**Prompt**
Rewrite the stretch from the line containing "Task: Indicate the dark pine" through the end of the entries, replacing "coat" with "jacket" and leaving everything else unchanged.

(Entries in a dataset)

** BEGIN **

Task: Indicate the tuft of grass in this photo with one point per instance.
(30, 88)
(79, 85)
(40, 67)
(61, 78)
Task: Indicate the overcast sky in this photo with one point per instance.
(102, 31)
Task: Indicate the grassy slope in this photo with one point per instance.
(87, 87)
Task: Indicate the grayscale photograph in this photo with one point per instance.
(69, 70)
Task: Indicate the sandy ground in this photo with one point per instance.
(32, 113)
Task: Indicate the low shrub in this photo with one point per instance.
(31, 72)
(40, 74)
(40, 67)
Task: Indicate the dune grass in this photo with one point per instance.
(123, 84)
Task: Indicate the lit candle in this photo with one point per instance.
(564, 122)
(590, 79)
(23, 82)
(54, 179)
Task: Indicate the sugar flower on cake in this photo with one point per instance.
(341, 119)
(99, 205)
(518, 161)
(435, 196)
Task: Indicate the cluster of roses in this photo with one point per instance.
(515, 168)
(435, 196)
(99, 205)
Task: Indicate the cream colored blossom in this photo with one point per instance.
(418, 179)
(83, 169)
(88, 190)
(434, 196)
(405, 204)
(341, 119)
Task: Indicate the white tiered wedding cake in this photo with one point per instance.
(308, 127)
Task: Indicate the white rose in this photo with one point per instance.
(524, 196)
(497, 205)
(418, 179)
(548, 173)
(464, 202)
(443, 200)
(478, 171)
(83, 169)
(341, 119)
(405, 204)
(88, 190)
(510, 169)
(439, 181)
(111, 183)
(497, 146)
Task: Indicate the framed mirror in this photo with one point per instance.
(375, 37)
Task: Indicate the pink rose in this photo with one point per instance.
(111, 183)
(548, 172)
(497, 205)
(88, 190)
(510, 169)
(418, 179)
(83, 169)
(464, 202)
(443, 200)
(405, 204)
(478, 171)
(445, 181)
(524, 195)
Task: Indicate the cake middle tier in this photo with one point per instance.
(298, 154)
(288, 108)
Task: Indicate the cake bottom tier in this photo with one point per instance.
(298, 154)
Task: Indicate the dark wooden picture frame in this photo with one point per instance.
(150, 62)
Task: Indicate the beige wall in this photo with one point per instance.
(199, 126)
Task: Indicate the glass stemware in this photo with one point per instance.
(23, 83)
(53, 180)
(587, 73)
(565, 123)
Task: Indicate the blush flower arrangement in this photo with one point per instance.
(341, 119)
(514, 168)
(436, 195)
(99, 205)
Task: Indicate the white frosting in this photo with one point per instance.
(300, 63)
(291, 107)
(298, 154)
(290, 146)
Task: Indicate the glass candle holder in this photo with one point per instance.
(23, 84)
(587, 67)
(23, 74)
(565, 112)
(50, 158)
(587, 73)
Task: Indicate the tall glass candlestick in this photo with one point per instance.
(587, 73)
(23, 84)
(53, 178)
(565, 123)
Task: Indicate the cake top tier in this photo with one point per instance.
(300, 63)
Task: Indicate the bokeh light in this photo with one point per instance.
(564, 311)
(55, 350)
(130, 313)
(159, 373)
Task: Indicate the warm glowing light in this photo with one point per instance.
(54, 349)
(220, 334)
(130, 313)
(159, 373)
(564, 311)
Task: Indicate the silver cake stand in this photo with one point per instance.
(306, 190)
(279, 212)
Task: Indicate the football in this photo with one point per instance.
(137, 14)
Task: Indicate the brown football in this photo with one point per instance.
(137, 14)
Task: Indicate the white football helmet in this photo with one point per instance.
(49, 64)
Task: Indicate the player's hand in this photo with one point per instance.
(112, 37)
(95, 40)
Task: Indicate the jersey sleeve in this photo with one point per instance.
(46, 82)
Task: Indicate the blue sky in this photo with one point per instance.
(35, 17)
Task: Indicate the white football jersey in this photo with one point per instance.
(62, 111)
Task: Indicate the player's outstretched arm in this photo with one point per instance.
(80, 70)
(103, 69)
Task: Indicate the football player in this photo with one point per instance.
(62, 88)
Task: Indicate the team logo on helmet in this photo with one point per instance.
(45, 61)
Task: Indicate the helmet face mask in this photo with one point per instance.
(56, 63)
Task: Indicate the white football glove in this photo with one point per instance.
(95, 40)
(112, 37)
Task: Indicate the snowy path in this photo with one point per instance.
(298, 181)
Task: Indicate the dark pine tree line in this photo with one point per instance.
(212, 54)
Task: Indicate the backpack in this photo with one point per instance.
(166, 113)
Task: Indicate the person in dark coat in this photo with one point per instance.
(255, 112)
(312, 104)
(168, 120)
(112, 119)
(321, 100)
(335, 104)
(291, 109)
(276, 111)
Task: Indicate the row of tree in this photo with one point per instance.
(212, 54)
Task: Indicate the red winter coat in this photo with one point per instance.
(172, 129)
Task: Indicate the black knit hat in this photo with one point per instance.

** END **

**Finished task**
Task: Indicate the dark pine tree line in this photo with one point per instance.
(212, 54)
Task: Indicate the backpack in this photo with one point per instance.
(166, 113)
Task: Indicate the person in dark jacket in this photo with one point per instance.
(255, 112)
(312, 104)
(168, 120)
(112, 119)
(321, 100)
(335, 104)
(291, 109)
(276, 111)
Task: Indicate the row of tree in this photo with one point per instance.
(212, 54)
Task: Indicate the red winter jacket in this photo with one point per instance.
(172, 129)
Task: Indicate the black knit hat in this photo with one point per instance.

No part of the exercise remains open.